AVAILABLE RECORDS start

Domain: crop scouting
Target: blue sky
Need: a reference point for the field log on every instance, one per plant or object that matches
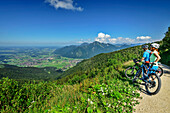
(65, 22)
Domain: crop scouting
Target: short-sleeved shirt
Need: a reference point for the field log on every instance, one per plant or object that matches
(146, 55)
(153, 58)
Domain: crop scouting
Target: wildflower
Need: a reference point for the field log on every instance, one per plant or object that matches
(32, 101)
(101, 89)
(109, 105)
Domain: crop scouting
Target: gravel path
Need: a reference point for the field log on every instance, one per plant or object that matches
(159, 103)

AVAILABLE RECORDS end
AVAILABLE RECORDS start

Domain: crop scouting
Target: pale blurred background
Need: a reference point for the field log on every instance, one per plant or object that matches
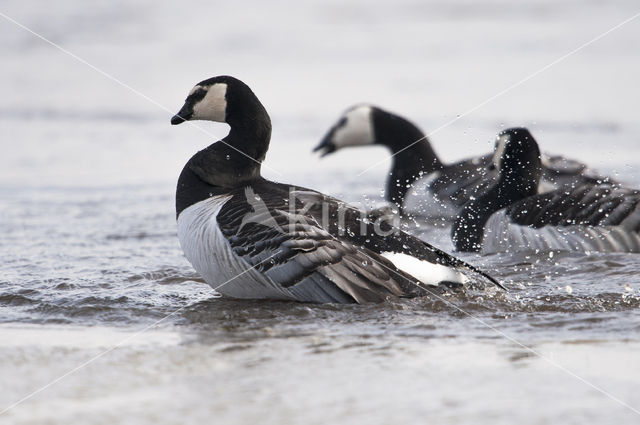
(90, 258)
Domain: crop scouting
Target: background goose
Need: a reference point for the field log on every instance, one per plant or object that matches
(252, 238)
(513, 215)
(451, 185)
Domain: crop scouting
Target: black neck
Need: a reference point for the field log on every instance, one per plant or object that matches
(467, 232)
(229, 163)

AVAILABLE RECORDS end

> **REQUEST**
Select and copy every line of the listing above that contains the string "Target".

> **RESPONSE TO THIS TASK**
Target: blue sky
Target: short-sleeved shirt
Target: wildflower
Target: gravel path
Target: pale blurred background
Target: background goose
Target: black neck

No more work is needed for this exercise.